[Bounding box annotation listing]
>> BEGIN
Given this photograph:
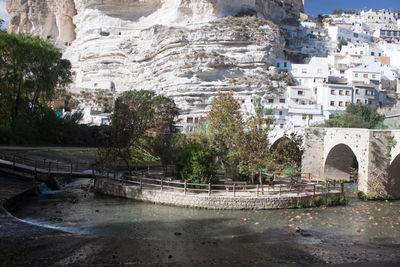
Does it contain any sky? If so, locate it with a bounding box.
[0,0,400,29]
[305,0,400,17]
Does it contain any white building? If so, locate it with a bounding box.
[360,9,399,30]
[346,63,381,84]
[317,83,353,119]
[291,57,329,88]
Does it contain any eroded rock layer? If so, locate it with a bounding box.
[7,0,303,123]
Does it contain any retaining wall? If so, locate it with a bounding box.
[95,178,344,210]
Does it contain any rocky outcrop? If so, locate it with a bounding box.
[6,0,76,46]
[7,0,303,125]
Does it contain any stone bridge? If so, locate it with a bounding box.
[270,128,400,197]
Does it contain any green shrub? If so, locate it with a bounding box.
[176,141,217,184]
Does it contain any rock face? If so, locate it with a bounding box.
[7,0,304,126]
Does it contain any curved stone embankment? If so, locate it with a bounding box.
[95,179,345,210]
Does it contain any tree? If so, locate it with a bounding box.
[238,99,272,184]
[323,104,385,129]
[0,31,71,132]
[208,92,243,174]
[176,136,217,184]
[99,90,179,172]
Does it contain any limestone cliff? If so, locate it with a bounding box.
[7,0,303,125]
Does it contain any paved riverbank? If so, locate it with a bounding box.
[0,175,400,266]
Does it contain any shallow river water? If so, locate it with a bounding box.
[12,180,400,248]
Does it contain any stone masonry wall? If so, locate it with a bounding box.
[95,179,343,210]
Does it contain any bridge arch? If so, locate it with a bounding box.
[386,154,400,197]
[324,143,359,180]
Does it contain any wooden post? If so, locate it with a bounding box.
[48,161,51,177]
[35,160,37,178]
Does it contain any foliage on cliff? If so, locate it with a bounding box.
[0,31,104,145]
[99,90,179,172]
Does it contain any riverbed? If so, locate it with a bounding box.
[3,180,400,265]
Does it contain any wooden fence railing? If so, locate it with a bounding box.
[102,176,344,197]
[0,154,92,172]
>> END
### What you need to do:
Write out every line of the listing above word for word, leaving out the pictures.

### Result of this task:
Given this photograph:
Does it contain any sky? If so, locate it with a bounding box.
[0,0,400,29]
[305,0,400,17]
Does it contain any white building? If so, locate it with a bounding box.
[360,9,399,30]
[346,63,381,84]
[317,83,353,119]
[291,57,329,88]
Does it contain any eroded rock layer? If so, locate it with a bounding box.
[7,0,303,123]
Does it contain any retaining wall? If so, locate it with a bounding box.
[95,178,344,210]
Does it contain any rocky outcrop? If so, locate it with a bounding box.
[6,0,76,46]
[7,0,303,125]
Does it contain any stone bridge? If so, locate it with a bounding box.
[270,128,400,197]
Does it contain any green shrub? If so, locate it with a bounding box.
[176,141,217,184]
Does it contain any rock face? If so, locate it with a bounding box.
[7,0,304,126]
Does it contain any curved stone embankment? If so, locate it with a bounding box.
[95,179,345,210]
Does it contain any tree? If so, locate it with a bounding box.
[238,99,272,184]
[323,104,385,129]
[0,31,71,132]
[208,92,243,174]
[176,136,217,184]
[99,90,179,172]
Does it contain any limestone cliff? If so, locate it with a bounding box.
[7,0,303,125]
Does it contain any paved riverbank? If so, locate it with a bounding box.
[0,175,400,266]
Does it contain any shallow river water? If so, locate it with a bounding box.
[12,180,400,248]
Does it contain any stone masonry wall? If so, locate it with a bounding box.
[95,179,343,210]
Does it contain any bridge arch? If so, locate it with a bounding box.
[386,154,400,197]
[324,143,359,180]
Does it contain any wooden post? If so, locate it with a bounding box.
[48,161,51,177]
[35,160,37,178]
Does it contain any foliage on cliff? If so, locate it with a bounding box.
[0,31,104,145]
[99,90,179,172]
Does it contain any riverbed? If so, locate it with a bounding box.
[3,180,400,265]
Does it contain any wooden fence railing? If so, locate it with a bounding box.
[102,176,344,197]
[0,154,92,172]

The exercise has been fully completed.